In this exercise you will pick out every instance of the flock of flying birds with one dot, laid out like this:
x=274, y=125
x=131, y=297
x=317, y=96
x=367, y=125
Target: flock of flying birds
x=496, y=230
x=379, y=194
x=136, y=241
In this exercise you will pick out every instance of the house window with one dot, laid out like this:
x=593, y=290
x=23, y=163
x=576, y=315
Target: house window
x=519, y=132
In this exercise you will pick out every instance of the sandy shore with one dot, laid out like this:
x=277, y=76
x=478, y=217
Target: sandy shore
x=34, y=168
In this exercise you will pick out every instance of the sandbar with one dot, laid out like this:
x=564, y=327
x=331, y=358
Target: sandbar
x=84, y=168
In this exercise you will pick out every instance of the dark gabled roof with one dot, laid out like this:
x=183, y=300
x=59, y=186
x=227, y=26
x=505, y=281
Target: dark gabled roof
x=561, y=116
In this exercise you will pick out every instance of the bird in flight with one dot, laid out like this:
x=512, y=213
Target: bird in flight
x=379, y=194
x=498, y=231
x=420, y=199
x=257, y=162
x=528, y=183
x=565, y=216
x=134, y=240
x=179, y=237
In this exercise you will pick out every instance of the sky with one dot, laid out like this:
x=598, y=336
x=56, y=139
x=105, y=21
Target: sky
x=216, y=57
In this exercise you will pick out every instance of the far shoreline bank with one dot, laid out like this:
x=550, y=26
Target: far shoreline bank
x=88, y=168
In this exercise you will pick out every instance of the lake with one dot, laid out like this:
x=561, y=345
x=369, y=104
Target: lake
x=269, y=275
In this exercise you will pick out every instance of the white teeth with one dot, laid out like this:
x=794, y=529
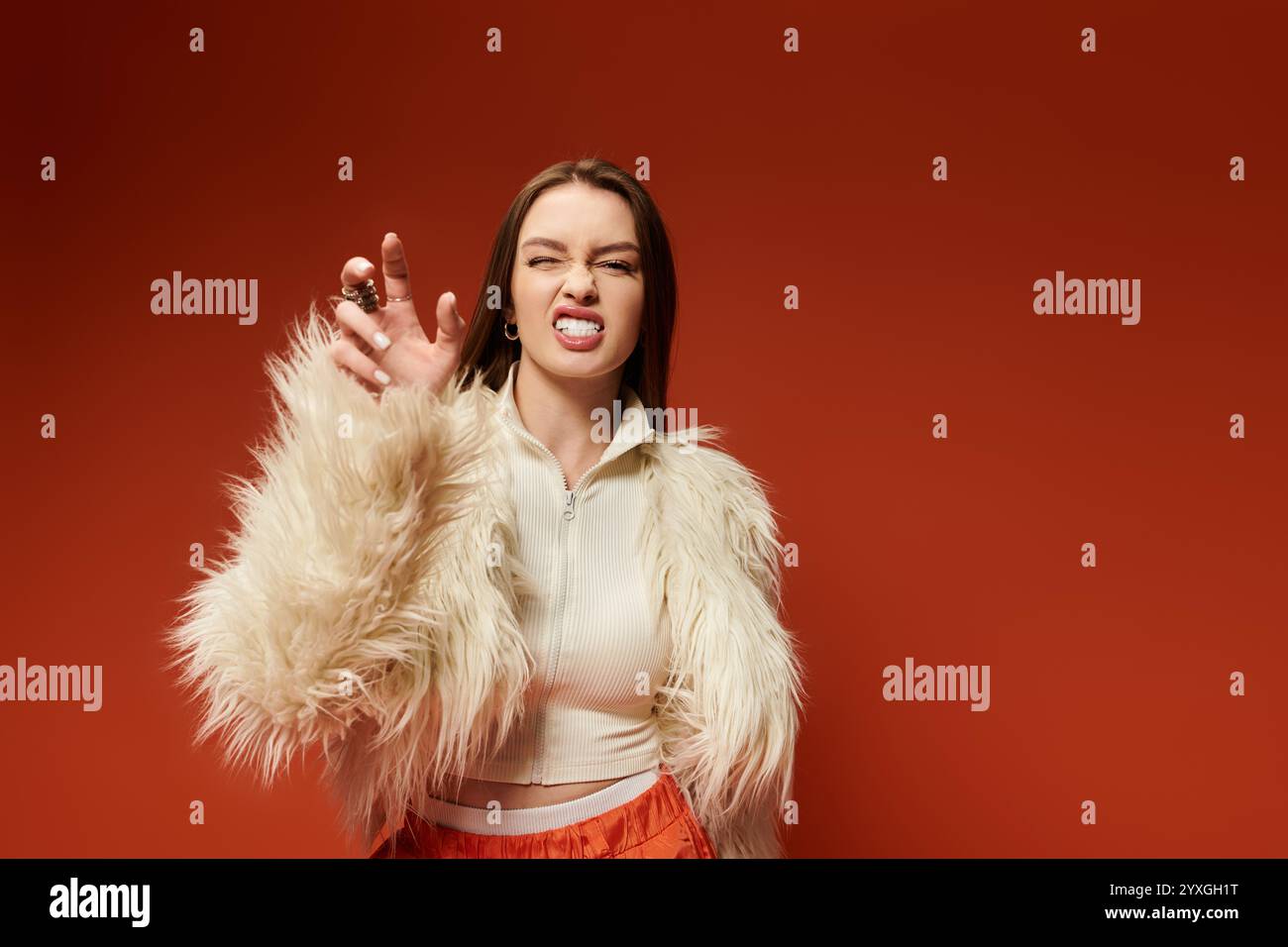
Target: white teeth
x=576, y=328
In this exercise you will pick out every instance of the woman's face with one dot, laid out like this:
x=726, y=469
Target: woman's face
x=578, y=250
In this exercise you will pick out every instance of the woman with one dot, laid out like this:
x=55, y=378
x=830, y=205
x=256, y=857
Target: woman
x=518, y=617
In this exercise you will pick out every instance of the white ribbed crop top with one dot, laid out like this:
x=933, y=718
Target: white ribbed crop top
x=600, y=656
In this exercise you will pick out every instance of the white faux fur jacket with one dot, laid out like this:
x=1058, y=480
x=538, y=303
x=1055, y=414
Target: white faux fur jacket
x=369, y=604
_____
Copy out every line of the data above word for word, leaving out the pictures.

In this exercise you will pick out every instance of the flock of flying birds with one dot, laid out like this:
x=274, y=125
x=131, y=297
x=317, y=96
x=367, y=125
Target: flock of flying birds
x=496, y=230
x=379, y=194
x=136, y=241
In this exercise you will pick out every instance of the house window with one dot, laid out like this:
x=593, y=290
x=23, y=163
x=576, y=315
Target: house window
x=519, y=132
In this exercise you will pick out every instance of the sandy shore with one dot, laid out like this:
x=277, y=76
x=478, y=217
Target: sandy shore
x=34, y=168
In this exercise you will pick out every instance of the sandbar with one dot, laid out like this:
x=564, y=327
x=331, y=358
Target: sandbar
x=84, y=168
In this exercise you will pick out every instance of the dark gabled roof with one dot, laid out like this:
x=183, y=300
x=59, y=186
x=227, y=26
x=505, y=281
Target: dark gabled roof
x=561, y=116
In this exercise you will pick out every instance of the bird in flight with one dot, laid out like this:
x=512, y=213
Target: bird in flight
x=379, y=194
x=498, y=231
x=420, y=199
x=257, y=162
x=528, y=183
x=565, y=216
x=134, y=240
x=179, y=237
In this exercise you will pick out every instance of the sky with one dot, laid out like this:
x=598, y=336
x=56, y=139
x=105, y=21
Target: sky
x=216, y=57
In this exercise you will pick out every instance of the far shoreline bank with one dot, laid out like this:
x=550, y=26
Target: far shoreline bank
x=88, y=168
In this exercise you will pick out every instance of the lake with one dot, laid out like this:
x=561, y=345
x=369, y=104
Target: lake
x=269, y=275
In this exercise you will pick out every instance of the white teeth with one dot, laid out like this:
x=794, y=529
Target: white teeth
x=576, y=328
In this exercise you will pick out every instance of the woman's face with one dot, laid out like this:
x=726, y=469
Target: woman's face
x=578, y=250
In this exercise you will pick out every instance of the woman with one dot, laid out like this:
x=55, y=378
x=830, y=205
x=256, y=857
Target: woman
x=518, y=617
In this exercise you will pick out every instance of the white ribbed crop top with one dot, laid out like this:
x=933, y=718
Target: white ribbed crop top
x=600, y=656
In this exercise you will pick out every instance of the white faux fur jacket with one dot, laid out like this:
x=1058, y=480
x=538, y=303
x=1055, y=414
Target: white faux fur jacket
x=369, y=604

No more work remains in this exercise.